**Quoted passage:**
(begin)
This is the multi-page printable view of this section. Click here to print.

Return to the regular view of this page.

Concepts

Horreum concepts

1: Core Concepts
2: Horreum Terminology
3: Users and security

1 - Core Concepts

Core Horreum concepts

Teams

A Team is a required top-level organizational and authorization construct.

Folders

A Folder is an optional organizational structure to hold Tests

Schema

A Schema is required by Horreum to define the meta-data associated with a Run

It allows Horreum to process the JSON content to provide validation, charting, and change detection

A Schema defines the following;

An optional expected structure of a Dataset via a JSON Validation Schema
Required Labels that define how to use the data in the JSON document
Optional Transformers, to transform uploaded JSON documents into one or more datasets.

A Schema can apply to an entire Run JSON document, or parts of a Run JSON document

Label

A Label is required to define how metrics are extracted from the JSON document and processed by Horreum.

Labels are defined by one or more required Extractors and an optional Combination Function

There are 2 types of Labels:

Metrics Label: Describes a metric to be used for analysis, e.g. “Max Throughput”, “process RSS”, “startup time” etc
Filtering Label: Describes a value that can be used for filtering Datasets and ensuring that datasets are comparable, e.g. “Cluster Node Count”, “Product version” etc

A Label can be defined as either a Metrics label, a Filtering label, or both.

Filtering Labels are combined into Fingerprints that uniquely identify comparable Datasets within uploaded Runs.

Extractor

An Extractor is a required JSONPath expression that refers to a section of an uploaded JSON document. An Extractor can return one of:

A scalar value
An array of values
A subsection of the uploaded JSON document

Note

In the majority of cases, an Extractor will simply point to a single, scalar value

Combination Function:

A Combination Function is an optional JavaScript function that takes all Extractor values as input and produces a Label value. See Function

Note

In the majority of cases, the Combination Function is simply an Identity function with a single input and does not need to be defined

Test

A Test is a required repository for particular similar runs and datasets

You can think of a test as a repo for the results of a particular benchmark, i.e. a benchmark performs a certain set of actions against a system under test

Test Runs can have different configurations, making them not always directly comparable, but the Run results stored under one Test can be filtered by their Fingerprint to ensure that all Datasets used for analysis are comparable

Run

A Run is a particular single upload instance of a Test

A Run is associated with one or more Schemas in order to define what data to expect, and how to process the JSON document

Transformers

A Transformer is optionally defined on a Schema that applies required Extractors and a required Combination Function to transform a Run into one or more Datasets

Transformers are typically used to;

Restructure the JSON document. This is useful where users are processing JSON documents that they do not have control of the structure, and the structure is not well defined
Split a Run JSON output into multiple, non-comparable Datasets. This is useful where a benchmark iterates over a configuration and produces a JSON output that contains multiple results for different configurations

A Schema can have 0, 1 or multiple Transformers defined

Note

In the majority of cases, the Run data does not need to be transformed and there is a one-to-one direct mapping between Run and Dataset. In this instance, an Identity Transformer is used and does not need to be defined by the user

Dataset

A Dataset is either the entire Run JSON document, or a subset that has been produced by an optional Transformer

It is possible for a Run to include multiple Datasets, and the Transformer(s) defined on a Schema associated with the Run has the job of parsing out the multiple Datasets

Note

In most cases, there is a 1:1 relationship between a Run and a Dataset, when the Dataset is expected to have one unified set of results to be analyzed together

Fingerprint

A Fingerprint is combination of Filtering labels that unique identifies comparable datasets within a test

Function

A Function is a JavaScript function that is executed on the server side. Functions can be used for validating expected data formats, substitution and rendering. Also used in Combination Functions to create derived metrics. See Define Functions for more detailed information.
(end)
**Dataset entries:**
(begin)
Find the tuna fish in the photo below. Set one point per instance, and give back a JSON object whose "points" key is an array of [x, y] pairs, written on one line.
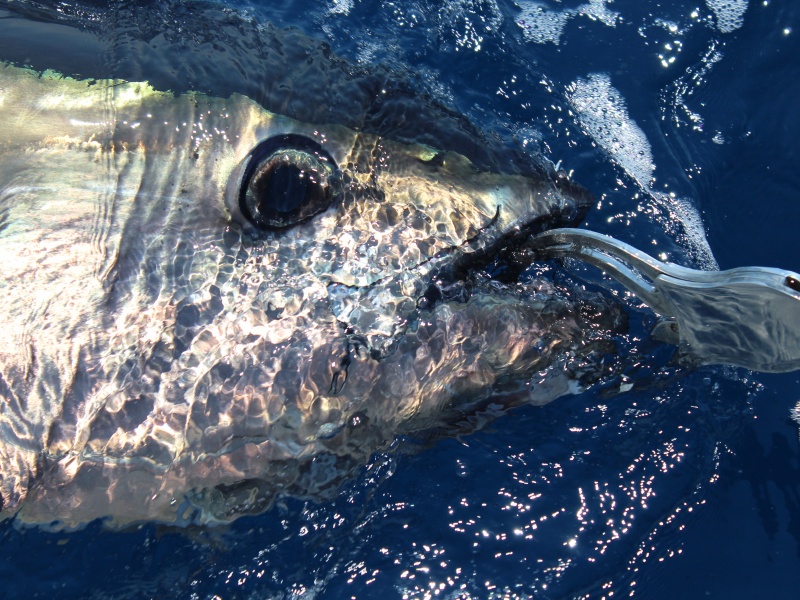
{"points": [[207, 304]]}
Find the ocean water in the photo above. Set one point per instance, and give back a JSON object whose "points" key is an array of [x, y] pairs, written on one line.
{"points": [[682, 118]]}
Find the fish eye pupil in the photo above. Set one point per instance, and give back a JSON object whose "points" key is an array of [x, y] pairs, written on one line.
{"points": [[288, 180], [284, 189]]}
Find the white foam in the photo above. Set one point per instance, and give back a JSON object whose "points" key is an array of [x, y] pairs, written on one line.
{"points": [[795, 414], [540, 24], [729, 13], [341, 7], [603, 114]]}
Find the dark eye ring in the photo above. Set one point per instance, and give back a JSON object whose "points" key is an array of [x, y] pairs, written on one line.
{"points": [[287, 180]]}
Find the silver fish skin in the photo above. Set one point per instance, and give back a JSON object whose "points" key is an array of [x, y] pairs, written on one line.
{"points": [[163, 359]]}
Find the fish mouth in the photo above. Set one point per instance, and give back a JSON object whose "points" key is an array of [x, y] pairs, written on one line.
{"points": [[503, 257]]}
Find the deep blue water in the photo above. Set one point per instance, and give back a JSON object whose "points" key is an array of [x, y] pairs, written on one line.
{"points": [[685, 486]]}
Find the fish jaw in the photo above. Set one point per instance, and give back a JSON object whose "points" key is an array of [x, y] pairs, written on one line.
{"points": [[163, 351]]}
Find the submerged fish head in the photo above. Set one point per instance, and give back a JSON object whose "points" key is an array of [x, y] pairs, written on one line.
{"points": [[210, 304]]}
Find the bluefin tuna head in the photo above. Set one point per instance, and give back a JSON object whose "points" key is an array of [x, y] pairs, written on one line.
{"points": [[207, 304]]}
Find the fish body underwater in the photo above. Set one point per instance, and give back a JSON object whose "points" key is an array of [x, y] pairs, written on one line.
{"points": [[208, 304]]}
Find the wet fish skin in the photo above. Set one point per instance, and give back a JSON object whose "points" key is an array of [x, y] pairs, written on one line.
{"points": [[163, 360]]}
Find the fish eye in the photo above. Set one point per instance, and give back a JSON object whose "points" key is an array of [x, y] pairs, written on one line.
{"points": [[287, 180]]}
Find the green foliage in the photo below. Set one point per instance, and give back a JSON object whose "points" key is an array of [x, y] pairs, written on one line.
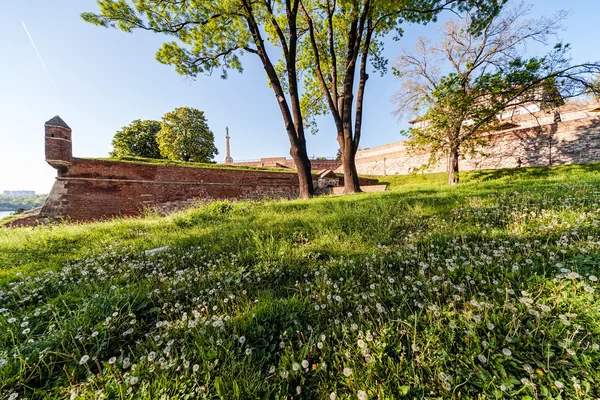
{"points": [[348, 33], [12, 203], [489, 76], [138, 139], [185, 136], [487, 290]]}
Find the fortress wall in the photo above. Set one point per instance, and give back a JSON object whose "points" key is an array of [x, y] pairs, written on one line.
{"points": [[282, 162], [97, 189], [575, 140]]}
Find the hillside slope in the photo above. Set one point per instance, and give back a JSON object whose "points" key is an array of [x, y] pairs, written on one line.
{"points": [[485, 290]]}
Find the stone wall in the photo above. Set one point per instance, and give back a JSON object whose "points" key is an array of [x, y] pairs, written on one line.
{"points": [[574, 140], [282, 162], [96, 189]]}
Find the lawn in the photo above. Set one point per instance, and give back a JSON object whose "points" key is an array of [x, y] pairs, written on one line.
{"points": [[486, 290]]}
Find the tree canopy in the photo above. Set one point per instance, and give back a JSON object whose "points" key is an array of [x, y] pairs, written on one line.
{"points": [[321, 43], [185, 136], [488, 75], [343, 39], [137, 139]]}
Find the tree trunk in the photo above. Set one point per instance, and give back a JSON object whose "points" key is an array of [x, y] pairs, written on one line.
{"points": [[453, 167], [300, 156], [351, 183], [293, 124]]}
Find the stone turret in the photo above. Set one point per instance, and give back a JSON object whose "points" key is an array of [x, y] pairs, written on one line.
{"points": [[59, 148]]}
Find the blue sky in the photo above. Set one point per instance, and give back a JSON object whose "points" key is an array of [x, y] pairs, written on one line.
{"points": [[102, 79]]}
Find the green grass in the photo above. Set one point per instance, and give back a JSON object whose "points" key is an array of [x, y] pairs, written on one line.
{"points": [[485, 290]]}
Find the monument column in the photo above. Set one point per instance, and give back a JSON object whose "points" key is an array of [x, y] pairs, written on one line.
{"points": [[228, 159]]}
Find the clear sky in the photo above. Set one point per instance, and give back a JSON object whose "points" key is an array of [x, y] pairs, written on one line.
{"points": [[102, 79]]}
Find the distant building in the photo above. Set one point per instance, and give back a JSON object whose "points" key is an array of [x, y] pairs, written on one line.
{"points": [[19, 192]]}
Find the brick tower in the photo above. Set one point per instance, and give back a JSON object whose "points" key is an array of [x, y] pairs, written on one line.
{"points": [[59, 149]]}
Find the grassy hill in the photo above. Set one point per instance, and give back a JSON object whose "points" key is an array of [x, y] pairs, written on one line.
{"points": [[486, 290]]}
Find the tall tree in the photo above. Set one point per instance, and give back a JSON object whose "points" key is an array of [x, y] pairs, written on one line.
{"points": [[137, 139], [185, 136], [213, 35], [488, 76], [344, 37]]}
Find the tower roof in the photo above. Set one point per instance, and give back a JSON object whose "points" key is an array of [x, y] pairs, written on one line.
{"points": [[57, 121]]}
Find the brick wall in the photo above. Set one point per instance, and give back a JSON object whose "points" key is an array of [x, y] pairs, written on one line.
{"points": [[97, 189], [282, 162], [575, 140]]}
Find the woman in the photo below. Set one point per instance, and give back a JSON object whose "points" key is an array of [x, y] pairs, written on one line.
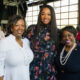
{"points": [[78, 34], [42, 67], [15, 52], [67, 59]]}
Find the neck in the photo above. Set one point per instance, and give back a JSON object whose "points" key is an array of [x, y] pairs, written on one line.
{"points": [[67, 48], [19, 41]]}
(end)
**Task requirements:** Set down, word for word, the part of the Horreum concepts page from "Labels are defined" up to and including "within uploaded Runs.". Work only from the Horreum concepts page, not the records.

**Exercise output:**
Labels are defined by one or more required Extractors and an optional Combination Function

There are 2 types of Labels:

Metrics Label: Describes a metric to be used for analysis, e.g. “Max Throughput”, “process RSS”, “startup time” etc
Filtering Label: Describes a value that can be used for filtering Datasets and ensuring that datasets are comparable, e.g. “Cluster Node Count”, “Product version” etc

A Label can be defined as either a Metrics label, a Filtering label, or both.

Filtering Labels are combined into Fingerprints that uniquely identify comparable Datasets within uploaded Runs.